» **WHAT IS BEING ASKED**
Below is a block of records; repeat all of them exactly.

» **ENTRIES PROVIDED**

********

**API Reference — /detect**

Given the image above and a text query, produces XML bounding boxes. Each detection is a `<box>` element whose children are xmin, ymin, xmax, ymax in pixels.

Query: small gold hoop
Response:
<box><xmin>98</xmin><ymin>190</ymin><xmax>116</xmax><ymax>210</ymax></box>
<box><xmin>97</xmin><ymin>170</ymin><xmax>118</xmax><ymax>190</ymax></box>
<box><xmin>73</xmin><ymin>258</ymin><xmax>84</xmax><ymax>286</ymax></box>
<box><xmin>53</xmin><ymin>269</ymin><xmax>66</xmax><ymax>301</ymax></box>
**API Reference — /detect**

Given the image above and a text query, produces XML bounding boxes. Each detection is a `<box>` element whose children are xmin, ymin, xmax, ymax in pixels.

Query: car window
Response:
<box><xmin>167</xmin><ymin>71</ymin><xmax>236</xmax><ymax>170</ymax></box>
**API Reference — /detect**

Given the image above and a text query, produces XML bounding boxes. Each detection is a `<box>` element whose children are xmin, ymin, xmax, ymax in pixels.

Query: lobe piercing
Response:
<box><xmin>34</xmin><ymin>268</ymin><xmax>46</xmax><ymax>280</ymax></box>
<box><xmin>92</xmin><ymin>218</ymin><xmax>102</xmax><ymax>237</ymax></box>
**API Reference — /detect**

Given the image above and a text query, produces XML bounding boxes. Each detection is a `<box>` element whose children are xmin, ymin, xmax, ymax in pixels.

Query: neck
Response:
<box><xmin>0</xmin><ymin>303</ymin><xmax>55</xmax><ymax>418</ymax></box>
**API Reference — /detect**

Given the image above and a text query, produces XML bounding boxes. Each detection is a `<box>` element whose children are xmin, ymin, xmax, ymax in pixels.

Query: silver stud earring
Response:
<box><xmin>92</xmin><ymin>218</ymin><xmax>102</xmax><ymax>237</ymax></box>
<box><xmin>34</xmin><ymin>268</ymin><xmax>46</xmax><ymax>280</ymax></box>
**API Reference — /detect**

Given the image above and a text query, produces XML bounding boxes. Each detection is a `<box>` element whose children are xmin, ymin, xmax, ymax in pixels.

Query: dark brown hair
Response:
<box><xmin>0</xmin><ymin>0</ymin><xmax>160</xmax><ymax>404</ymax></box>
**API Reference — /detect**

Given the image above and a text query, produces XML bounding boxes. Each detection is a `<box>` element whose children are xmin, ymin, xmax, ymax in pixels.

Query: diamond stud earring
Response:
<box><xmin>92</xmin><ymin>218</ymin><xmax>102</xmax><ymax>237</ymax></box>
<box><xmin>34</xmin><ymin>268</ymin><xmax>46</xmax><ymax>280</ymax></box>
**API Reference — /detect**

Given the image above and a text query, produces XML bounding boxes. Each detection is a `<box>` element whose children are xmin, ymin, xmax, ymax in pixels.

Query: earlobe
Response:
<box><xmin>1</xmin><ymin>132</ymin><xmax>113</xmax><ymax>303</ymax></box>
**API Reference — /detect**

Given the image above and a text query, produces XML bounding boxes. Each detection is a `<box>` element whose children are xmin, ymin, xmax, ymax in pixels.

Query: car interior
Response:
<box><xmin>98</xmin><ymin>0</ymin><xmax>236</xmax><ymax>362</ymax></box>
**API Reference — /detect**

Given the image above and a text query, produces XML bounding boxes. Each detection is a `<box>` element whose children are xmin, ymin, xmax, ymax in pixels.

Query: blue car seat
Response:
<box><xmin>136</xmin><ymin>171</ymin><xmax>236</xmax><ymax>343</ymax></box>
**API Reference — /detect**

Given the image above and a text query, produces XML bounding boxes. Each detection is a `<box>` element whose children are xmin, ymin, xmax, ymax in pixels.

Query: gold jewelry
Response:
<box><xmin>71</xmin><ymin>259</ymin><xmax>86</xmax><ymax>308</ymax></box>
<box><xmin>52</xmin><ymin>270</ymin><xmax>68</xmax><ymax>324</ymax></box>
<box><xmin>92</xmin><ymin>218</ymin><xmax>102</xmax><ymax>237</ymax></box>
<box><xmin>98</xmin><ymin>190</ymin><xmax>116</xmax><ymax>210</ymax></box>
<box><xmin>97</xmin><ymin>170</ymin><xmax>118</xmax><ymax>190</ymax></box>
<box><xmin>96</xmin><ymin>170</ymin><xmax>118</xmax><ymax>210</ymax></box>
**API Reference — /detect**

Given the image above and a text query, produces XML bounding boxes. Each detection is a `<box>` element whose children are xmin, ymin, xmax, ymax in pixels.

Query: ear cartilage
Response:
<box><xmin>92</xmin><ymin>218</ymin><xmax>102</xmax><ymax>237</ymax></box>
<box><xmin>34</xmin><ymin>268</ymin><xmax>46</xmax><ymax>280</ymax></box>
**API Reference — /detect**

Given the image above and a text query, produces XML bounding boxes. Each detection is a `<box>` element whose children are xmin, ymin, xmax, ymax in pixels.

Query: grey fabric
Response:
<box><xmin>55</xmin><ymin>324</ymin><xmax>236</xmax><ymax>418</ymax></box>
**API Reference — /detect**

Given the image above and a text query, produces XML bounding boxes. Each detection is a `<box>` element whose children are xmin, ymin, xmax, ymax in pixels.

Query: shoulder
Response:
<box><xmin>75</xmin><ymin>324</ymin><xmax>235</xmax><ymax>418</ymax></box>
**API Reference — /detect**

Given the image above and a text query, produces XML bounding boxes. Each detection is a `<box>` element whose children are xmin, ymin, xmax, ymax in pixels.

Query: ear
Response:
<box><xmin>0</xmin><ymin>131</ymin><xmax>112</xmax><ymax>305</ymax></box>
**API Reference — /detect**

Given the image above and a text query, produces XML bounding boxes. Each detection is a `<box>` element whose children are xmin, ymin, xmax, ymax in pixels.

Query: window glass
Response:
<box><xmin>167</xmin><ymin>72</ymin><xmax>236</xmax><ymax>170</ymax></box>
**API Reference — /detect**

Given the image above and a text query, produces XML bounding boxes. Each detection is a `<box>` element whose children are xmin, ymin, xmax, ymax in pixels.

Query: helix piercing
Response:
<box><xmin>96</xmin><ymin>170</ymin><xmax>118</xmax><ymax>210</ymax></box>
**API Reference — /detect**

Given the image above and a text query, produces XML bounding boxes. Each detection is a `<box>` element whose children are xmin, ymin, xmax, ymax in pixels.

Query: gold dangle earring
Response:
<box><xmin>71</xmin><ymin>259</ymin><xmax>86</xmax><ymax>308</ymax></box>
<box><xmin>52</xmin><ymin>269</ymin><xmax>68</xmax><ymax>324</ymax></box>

********

» **WORKED SOLUTION**
**API Reference — /detect**

Given the image above and a text query, produces XML bounding boxes. Each detection is a `<box>` element whose children are xmin, ymin, xmax, ymax in pixels.

Query: small gold hoop
Response:
<box><xmin>98</xmin><ymin>190</ymin><xmax>116</xmax><ymax>210</ymax></box>
<box><xmin>97</xmin><ymin>170</ymin><xmax>118</xmax><ymax>190</ymax></box>
<box><xmin>73</xmin><ymin>258</ymin><xmax>84</xmax><ymax>286</ymax></box>
<box><xmin>53</xmin><ymin>269</ymin><xmax>66</xmax><ymax>301</ymax></box>
**API Reference — /detect**

Given the image above and a text query, produces XML bounding boxes. Each detection is a `<box>` element whose children are xmin, ymin, xmax, ymax in pixels.

Query: car window
Response:
<box><xmin>167</xmin><ymin>71</ymin><xmax>236</xmax><ymax>170</ymax></box>
**API Reference — /detect**

Given the image above and a text query, produces XML bounding boxes. Each detection is a `<box>` element whose children are xmin, ymin, xmax, ymax in pixels.

Query: lobe piercing
Response:
<box><xmin>34</xmin><ymin>268</ymin><xmax>46</xmax><ymax>280</ymax></box>
<box><xmin>92</xmin><ymin>218</ymin><xmax>102</xmax><ymax>237</ymax></box>
**API Reference — /detect**

Given the image above and a text query, produces XML bounding boxes. Each detection is a `<box>` element whose children are xmin, ymin, xmax, ymax in pixels.

Query: neck
Response:
<box><xmin>0</xmin><ymin>303</ymin><xmax>55</xmax><ymax>418</ymax></box>
**API Reference — /detect**

Given the image above and a text query, produces XML bounding boxes. Each detection is a `<box>` element whose children are xmin, ymin, xmax, ymax in pixels.

Query: silver stud earring
Response:
<box><xmin>92</xmin><ymin>218</ymin><xmax>102</xmax><ymax>237</ymax></box>
<box><xmin>34</xmin><ymin>268</ymin><xmax>46</xmax><ymax>280</ymax></box>
**API Reference — /detect**

Given the image above and a text query, produces XML bounding boxes. Each detection is a `<box>` element whose children are xmin, ymin, xmax, ymax in pixels.

Query: dark brown hair
Response:
<box><xmin>0</xmin><ymin>0</ymin><xmax>160</xmax><ymax>404</ymax></box>
**API Reference — /detect**

Given the image above and a text query, produces XML bounding boxes. Each detection is a `<box>` element whose children are xmin, ymin, xmax, ymax in pixels.

Query: diamond stud earring
Response:
<box><xmin>92</xmin><ymin>218</ymin><xmax>102</xmax><ymax>237</ymax></box>
<box><xmin>34</xmin><ymin>268</ymin><xmax>46</xmax><ymax>280</ymax></box>
**API Reference — /detect**

Given the image above and a text query, produces XML bounding boxes. Each detection is a `<box>` element whose children are xmin, ymin, xmax, ymax in pixels.

Query: earlobe
Response:
<box><xmin>1</xmin><ymin>132</ymin><xmax>113</xmax><ymax>303</ymax></box>
**API Reference — /detect**

Given the image above and a text query, produces XML bounding boxes. Each detection is a `<box>` element whose children are xmin, ymin, xmax, ymax in pixels.

Query: car interior
Response:
<box><xmin>98</xmin><ymin>0</ymin><xmax>236</xmax><ymax>362</ymax></box>
**API Reference — /detect**

Given the image above and a text query, produces XML bounding boxes. Each detection is a `<box>` element whose children are xmin, ymin, xmax, ymax in pixels.

Query: blue car seat
Response:
<box><xmin>136</xmin><ymin>171</ymin><xmax>236</xmax><ymax>343</ymax></box>
**API Reference — /detect**

Given the image above and a text query, produces XML bounding boxes. Each detection is a `<box>` element whose children are xmin, ymin, xmax, ymax in pixels.

Query: gold jewelry
Response:
<box><xmin>71</xmin><ymin>259</ymin><xmax>86</xmax><ymax>308</ymax></box>
<box><xmin>52</xmin><ymin>270</ymin><xmax>68</xmax><ymax>324</ymax></box>
<box><xmin>92</xmin><ymin>218</ymin><xmax>102</xmax><ymax>237</ymax></box>
<box><xmin>98</xmin><ymin>190</ymin><xmax>116</xmax><ymax>210</ymax></box>
<box><xmin>97</xmin><ymin>170</ymin><xmax>118</xmax><ymax>190</ymax></box>
<box><xmin>96</xmin><ymin>170</ymin><xmax>118</xmax><ymax>210</ymax></box>
**API Reference — /detect**

Given the image above and a text query, produces XML bounding boxes. Each detection is a `<box>` element whose children are xmin, ymin, xmax, ymax in pixels.

Query: ear cartilage
Response:
<box><xmin>92</xmin><ymin>218</ymin><xmax>102</xmax><ymax>237</ymax></box>
<box><xmin>34</xmin><ymin>268</ymin><xmax>46</xmax><ymax>280</ymax></box>
**API Reference — /detect**

Given the image above and a text query, produces XML bounding boxes. Each detection is a `<box>` element whose children are xmin, ymin, xmax, ymax in pixels.

Query: grey fabric
Response:
<box><xmin>55</xmin><ymin>324</ymin><xmax>236</xmax><ymax>418</ymax></box>
**API Reference — /detect**

Given the image above and a text query, produces XML bounding boxes. Each detection is a `<box>` element whose children are xmin, ymin, xmax, ymax in pixels.

Query: shoulder
Response:
<box><xmin>75</xmin><ymin>324</ymin><xmax>235</xmax><ymax>418</ymax></box>
**API Reference — /detect**

Given the image above and a text query, produces XML bounding boxes. Each detection is a `<box>` element whose children are xmin, ymin, xmax, ymax in pixels.

Query: ear
Response:
<box><xmin>0</xmin><ymin>131</ymin><xmax>112</xmax><ymax>305</ymax></box>
**API Reference — /detect**

Given the image above and a text query, produces XML bounding boxes. Each detection is a `<box>` element whose children are xmin, ymin, xmax, ymax in pixels.

Query: window glass
Response:
<box><xmin>167</xmin><ymin>72</ymin><xmax>236</xmax><ymax>170</ymax></box>
**API Reference — /detect**

Given the image above and a text query, produces XML bounding boxes. Each detection is a `<box>` element whose children are xmin, ymin, xmax, ymax in pixels.

Query: helix piercing
Response:
<box><xmin>96</xmin><ymin>170</ymin><xmax>118</xmax><ymax>210</ymax></box>
**API Reference — /detect**

Given the image above and a text query, produces XML bounding boxes. Each detection is a `<box>` element whose children are xmin, ymin, xmax, ymax in pixels.

Query: gold dangle earring
Response:
<box><xmin>71</xmin><ymin>259</ymin><xmax>86</xmax><ymax>308</ymax></box>
<box><xmin>52</xmin><ymin>269</ymin><xmax>68</xmax><ymax>324</ymax></box>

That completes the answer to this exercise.